'''
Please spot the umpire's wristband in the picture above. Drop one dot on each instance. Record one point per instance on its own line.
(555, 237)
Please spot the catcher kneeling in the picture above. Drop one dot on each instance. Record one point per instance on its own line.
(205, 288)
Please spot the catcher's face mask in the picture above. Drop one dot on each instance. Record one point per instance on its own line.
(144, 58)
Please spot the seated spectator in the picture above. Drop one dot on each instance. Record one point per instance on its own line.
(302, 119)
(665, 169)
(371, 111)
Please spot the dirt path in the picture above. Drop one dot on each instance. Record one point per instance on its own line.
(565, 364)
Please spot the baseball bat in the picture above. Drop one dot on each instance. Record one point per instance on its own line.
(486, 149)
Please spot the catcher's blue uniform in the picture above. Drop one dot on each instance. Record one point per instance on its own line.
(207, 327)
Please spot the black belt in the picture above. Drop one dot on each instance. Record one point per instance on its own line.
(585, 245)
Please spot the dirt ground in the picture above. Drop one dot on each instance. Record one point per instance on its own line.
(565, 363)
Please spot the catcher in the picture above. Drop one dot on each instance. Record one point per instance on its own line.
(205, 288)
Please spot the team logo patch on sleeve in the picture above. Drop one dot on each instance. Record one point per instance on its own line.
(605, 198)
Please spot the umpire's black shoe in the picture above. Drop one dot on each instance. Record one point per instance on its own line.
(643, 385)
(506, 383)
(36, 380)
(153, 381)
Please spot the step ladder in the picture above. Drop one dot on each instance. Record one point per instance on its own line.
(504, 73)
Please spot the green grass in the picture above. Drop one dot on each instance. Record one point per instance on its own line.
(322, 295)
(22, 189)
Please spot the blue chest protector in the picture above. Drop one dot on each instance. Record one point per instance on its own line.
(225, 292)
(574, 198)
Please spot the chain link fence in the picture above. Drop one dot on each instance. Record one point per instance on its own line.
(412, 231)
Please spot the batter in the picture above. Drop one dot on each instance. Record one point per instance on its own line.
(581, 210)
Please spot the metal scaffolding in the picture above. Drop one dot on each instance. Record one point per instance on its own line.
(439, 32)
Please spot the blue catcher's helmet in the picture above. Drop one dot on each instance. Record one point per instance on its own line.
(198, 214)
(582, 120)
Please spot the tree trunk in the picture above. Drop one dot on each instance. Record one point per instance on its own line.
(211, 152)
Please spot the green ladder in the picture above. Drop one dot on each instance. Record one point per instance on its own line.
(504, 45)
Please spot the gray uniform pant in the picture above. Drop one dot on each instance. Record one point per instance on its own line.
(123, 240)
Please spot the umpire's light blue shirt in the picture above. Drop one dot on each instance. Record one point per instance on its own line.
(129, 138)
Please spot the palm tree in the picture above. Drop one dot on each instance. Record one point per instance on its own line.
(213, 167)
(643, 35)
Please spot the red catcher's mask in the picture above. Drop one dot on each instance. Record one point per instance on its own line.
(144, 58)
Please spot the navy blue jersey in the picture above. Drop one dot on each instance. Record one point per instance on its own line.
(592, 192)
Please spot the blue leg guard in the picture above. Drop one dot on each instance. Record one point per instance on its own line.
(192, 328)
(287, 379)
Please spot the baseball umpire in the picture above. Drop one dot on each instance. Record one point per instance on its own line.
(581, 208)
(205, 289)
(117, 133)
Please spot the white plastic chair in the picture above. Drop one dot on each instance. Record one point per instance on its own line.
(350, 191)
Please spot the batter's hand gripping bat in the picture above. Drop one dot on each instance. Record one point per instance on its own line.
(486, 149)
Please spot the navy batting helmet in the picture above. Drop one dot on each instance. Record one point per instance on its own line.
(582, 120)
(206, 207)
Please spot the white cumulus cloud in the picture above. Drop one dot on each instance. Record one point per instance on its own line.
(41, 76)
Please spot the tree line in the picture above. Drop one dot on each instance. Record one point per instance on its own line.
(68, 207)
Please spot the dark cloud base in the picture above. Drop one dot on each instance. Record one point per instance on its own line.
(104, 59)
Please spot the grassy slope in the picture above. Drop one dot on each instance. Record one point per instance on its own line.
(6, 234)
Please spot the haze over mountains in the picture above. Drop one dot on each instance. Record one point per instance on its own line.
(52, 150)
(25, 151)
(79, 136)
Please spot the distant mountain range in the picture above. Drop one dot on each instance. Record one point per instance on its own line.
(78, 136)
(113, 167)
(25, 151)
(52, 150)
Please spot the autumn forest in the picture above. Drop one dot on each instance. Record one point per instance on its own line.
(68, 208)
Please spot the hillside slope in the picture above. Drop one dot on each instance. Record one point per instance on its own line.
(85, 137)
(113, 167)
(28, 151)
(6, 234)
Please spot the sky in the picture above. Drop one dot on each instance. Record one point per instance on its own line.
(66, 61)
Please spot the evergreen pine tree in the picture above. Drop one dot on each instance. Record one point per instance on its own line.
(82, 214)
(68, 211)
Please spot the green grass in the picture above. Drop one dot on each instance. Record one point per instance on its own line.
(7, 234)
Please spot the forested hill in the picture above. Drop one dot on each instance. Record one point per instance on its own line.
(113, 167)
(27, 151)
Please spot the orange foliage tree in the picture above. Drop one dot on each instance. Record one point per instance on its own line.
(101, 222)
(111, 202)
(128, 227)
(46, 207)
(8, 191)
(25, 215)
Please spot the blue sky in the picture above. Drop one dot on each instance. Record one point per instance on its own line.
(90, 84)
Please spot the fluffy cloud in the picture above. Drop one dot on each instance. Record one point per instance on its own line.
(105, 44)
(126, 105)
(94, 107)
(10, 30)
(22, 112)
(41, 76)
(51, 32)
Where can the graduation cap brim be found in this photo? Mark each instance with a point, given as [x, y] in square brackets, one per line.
'''
'''
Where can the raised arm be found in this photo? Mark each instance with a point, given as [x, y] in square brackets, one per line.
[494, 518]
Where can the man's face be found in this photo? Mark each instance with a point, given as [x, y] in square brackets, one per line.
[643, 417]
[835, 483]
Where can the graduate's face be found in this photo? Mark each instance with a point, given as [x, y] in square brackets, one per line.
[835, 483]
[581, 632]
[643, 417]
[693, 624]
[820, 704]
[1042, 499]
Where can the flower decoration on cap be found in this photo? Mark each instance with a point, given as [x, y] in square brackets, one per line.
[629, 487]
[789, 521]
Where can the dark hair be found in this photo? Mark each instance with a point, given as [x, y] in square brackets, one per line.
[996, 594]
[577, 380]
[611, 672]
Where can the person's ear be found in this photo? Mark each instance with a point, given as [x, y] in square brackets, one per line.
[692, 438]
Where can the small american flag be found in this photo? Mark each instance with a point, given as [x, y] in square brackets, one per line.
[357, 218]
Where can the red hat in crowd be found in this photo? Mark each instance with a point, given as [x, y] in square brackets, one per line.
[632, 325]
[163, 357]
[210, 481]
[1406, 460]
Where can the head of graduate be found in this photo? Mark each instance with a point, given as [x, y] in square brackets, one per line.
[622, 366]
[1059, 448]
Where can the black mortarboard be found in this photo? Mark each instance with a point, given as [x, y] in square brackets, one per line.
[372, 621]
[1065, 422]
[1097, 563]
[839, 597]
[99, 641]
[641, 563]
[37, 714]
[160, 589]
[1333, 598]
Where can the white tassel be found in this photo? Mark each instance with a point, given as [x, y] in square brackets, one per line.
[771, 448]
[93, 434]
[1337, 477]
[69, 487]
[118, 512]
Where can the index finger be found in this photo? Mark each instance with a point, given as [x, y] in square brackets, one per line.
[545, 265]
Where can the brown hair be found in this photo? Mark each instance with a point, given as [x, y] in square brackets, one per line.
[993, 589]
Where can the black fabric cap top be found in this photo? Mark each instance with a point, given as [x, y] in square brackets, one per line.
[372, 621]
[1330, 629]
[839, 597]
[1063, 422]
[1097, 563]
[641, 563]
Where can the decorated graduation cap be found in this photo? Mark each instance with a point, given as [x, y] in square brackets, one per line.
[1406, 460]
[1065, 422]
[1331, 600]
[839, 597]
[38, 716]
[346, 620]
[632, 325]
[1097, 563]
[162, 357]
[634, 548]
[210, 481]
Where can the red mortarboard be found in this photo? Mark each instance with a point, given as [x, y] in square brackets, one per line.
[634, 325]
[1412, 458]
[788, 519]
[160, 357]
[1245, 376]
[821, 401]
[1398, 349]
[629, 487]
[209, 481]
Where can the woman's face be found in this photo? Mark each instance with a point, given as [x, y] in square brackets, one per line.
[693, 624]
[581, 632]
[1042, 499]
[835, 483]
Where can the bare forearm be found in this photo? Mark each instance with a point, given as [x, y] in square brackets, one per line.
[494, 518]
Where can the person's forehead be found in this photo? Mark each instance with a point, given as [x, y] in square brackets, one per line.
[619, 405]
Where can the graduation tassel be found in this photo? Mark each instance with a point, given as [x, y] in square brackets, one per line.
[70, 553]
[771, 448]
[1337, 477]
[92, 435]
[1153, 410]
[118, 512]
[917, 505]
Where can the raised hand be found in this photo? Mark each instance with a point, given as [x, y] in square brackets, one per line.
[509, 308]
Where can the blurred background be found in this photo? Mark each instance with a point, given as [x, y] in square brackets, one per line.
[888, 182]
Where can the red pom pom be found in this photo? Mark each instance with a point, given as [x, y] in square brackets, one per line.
'''
'''
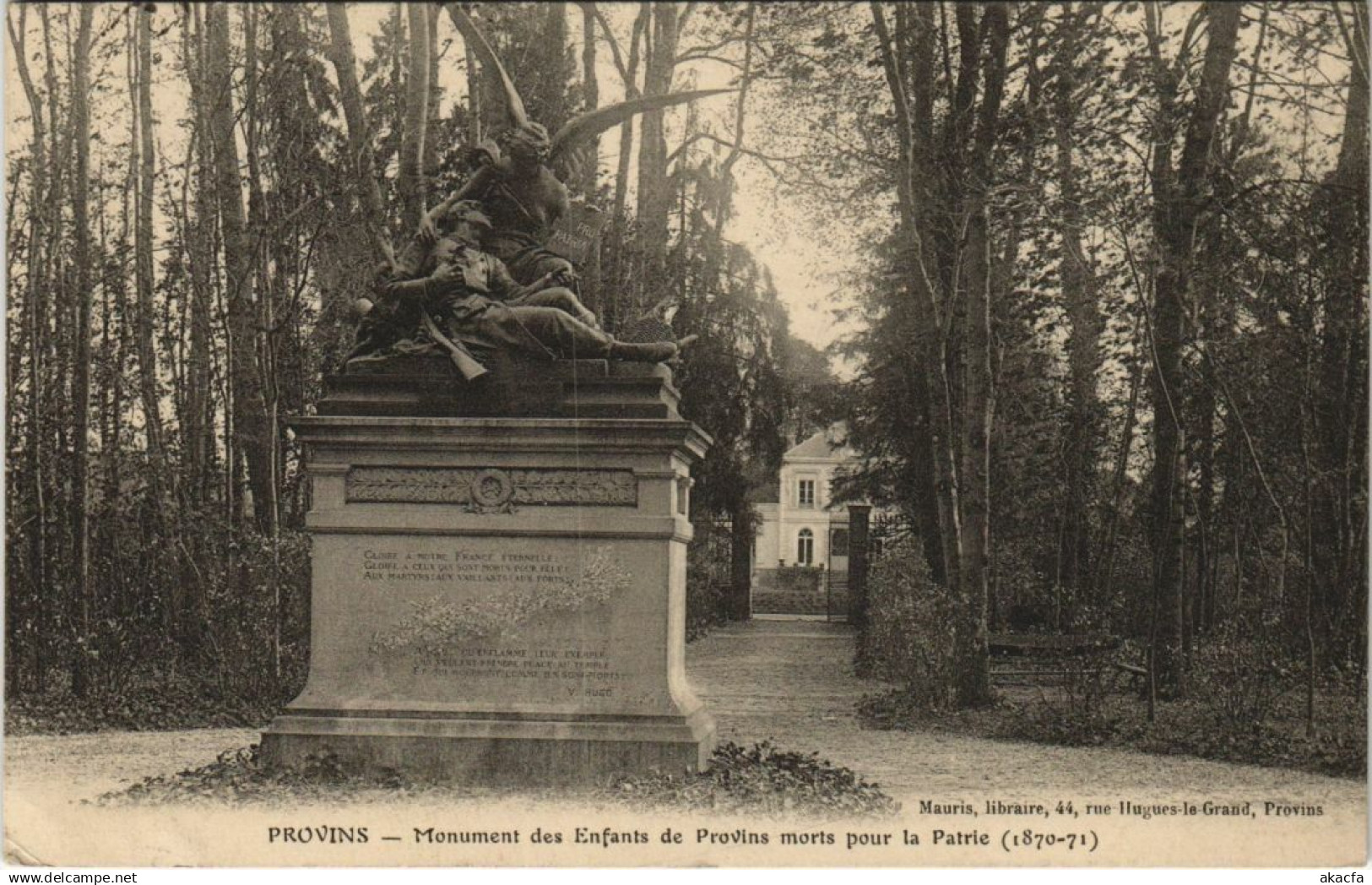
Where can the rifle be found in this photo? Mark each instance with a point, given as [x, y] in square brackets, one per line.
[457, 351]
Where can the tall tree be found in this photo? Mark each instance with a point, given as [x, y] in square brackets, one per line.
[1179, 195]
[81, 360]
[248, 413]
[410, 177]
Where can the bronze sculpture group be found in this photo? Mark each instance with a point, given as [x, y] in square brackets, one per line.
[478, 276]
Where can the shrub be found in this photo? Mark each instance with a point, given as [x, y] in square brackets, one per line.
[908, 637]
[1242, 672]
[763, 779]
'''
▸ WORK REQUIRED
Count the lines of the listing above that contain the word "umpire". Give only the number.

▸ OUTPUT FOR THIS EXERCISE
4